## WORK TO COMPLETE
Format the rows below as a JSON list of strings, giving each line its own string and skipping blank lines.

[Dataset rows]
-- start --
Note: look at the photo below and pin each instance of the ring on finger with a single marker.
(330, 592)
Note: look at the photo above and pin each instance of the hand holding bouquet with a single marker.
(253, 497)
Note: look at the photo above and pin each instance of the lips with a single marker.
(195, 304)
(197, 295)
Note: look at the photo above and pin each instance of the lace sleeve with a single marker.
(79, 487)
-- end --
## OUTPUT
[
  "Note: look at the photo below and pin each instance of the ring on finger with a single marker.",
  "(330, 592)",
  "Note: look at the photo above and pin each instance of the hand holding bouquet with a single marker.",
  "(253, 497)",
  "Note: look at the photo above and pin each instance of the lips with a single marker.",
  "(195, 304)",
  "(197, 295)",
  "Note: look at the photo above and pin each instance of the lace sleeve with a single marker.",
  "(79, 487)"
]